*WRITTEN EXERCISE*: Copy out the records below, swapping each "detector" for "locator" and leaving everything else unchanged.

*LISTING*:
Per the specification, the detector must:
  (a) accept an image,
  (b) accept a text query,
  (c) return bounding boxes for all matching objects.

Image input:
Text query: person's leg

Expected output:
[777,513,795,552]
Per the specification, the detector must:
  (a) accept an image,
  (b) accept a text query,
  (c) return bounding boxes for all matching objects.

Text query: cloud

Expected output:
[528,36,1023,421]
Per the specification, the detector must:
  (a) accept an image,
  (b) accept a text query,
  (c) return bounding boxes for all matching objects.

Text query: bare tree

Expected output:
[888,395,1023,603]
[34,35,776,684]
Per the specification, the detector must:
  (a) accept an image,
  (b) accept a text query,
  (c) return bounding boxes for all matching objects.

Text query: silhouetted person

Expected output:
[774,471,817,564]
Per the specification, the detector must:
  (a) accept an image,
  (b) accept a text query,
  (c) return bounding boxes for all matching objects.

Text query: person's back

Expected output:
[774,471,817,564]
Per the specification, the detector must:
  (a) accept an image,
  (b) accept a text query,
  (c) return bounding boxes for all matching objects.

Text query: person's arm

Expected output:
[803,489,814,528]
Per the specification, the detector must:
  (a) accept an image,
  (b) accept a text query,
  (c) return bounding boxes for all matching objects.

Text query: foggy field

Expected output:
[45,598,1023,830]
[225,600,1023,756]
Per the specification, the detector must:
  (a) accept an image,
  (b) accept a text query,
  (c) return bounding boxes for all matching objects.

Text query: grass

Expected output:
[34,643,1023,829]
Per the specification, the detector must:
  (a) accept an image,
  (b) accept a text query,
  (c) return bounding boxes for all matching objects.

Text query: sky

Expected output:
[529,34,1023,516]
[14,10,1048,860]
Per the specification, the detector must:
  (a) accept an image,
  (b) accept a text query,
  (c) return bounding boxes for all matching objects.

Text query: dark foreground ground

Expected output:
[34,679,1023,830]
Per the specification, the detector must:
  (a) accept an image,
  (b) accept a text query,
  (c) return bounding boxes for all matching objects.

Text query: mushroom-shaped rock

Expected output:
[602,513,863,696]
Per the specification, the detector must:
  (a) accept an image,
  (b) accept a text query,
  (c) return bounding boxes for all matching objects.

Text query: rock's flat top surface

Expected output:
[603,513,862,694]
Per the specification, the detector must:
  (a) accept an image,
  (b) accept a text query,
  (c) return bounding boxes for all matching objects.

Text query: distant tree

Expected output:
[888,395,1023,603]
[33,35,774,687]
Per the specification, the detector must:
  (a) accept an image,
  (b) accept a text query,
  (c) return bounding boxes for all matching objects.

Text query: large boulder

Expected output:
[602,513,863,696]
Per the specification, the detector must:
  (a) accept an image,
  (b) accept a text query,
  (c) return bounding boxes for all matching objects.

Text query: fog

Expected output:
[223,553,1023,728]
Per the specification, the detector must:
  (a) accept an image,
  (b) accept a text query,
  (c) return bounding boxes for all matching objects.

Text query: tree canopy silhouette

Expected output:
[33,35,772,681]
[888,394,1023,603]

*SOLUTION*:
Per the specification, the locator must:
  (a) accept an image,
  (b) accept a text query,
  (c) return bounding boxes for all matching objects.

Image input:
Text query: person's leg

Expected output:
[777,513,795,552]
Per the specification, the locator must:
  (a) accept an image,
  (b) accept a text query,
  (c) return bounding boxes for all matching objects.

Text query: cloud

Expected output:
[528,36,1023,421]
Per the specification, the locator must:
  (a) accept an image,
  (b) accept a text query,
  (c) return bounding boxes for all matching objects.

Text query: bare tree

Expected output:
[888,395,1023,603]
[34,35,776,684]
Per the specification, the locator must:
  (a) accept an image,
  (b) accept a text query,
  (c) return bounding boxes for all matching objects.

Text query: silhouetted person

Expected output:
[774,471,817,564]
Per the specification, the locator must:
  (a) accept an image,
  (b) accept a text query,
  (c) return bounding boxes for all matching objects.

Text query: person's back

Expected output:
[774,471,817,564]
Per the specification, the locator must:
  (a) accept an image,
  (b) accept a text query,
  (c) return bounding boxes for all matching objects.

Text query: person's arm

Expected output:
[803,489,814,528]
Per the specification, the locator must:
  (a) accept an image,
  (b) accept a text query,
  (c) return bounding boxes for all matching objects.

Text query: foggy field

Expected output:
[45,598,1023,830]
[225,600,1023,756]
Per the specification, the locator must:
  (a) accept an image,
  (b) accept a text query,
  (c) return bounding boxes for all matching objects.

Text query: grass

Expected output:
[34,643,1023,829]
Per the specification, the locator must:
  (a) accept an image,
  (b) accept a text query,
  (c) return bounding boxes for all matching objects.

Text query: sky

Expected output:
[529,34,1023,516]
[14,10,1048,860]
Per the specification, the locator must:
  (a) accept an image,
  (b) accept a text query,
  (c) return bounding boxes for all matching objects.

Text query: dark foreground ground

Expected output:
[34,679,1023,830]
Per the specification, the locator must:
  (a) accept an image,
  (b) accept a text query,
  (c) return bounding boxes for all matching objects.

Text query: mushroom-shaped rock

Expected output:
[602,513,863,696]
Per the specification, the locator must:
  (a) accept an image,
  (b) accept a text query,
  (c) return bounding boxes for all matching objects.

Text query: rock's flat top surface

Expected output:
[603,513,862,694]
Per the specification, the locator must:
  (a) accept an image,
  (b) accept a text query,
  (c) return bounding boxes for all matching objects.

Text query: distant tree

Expected output:
[888,395,1023,603]
[33,35,774,687]
Per the specification, the locator must:
  (a) accept an image,
  (b) accept a text query,
  (c) return bounding boxes for all matching objects.

Text query: large boulder

Expected output:
[602,513,863,696]
Per the specification, the locator must:
  (a) accept an image,
  (b) accept a text query,
  (c) return bounding boxes for all matching objects.

Text query: fog

Expected output:
[223,553,1023,728]
Per the specification, the locator must:
  (a) accept an image,
  (b) accept a text query,
  (c) return bounding boxes for all matching objects.

Text query: tree canopy silhouette

Expected output:
[33,35,772,681]
[888,394,1023,603]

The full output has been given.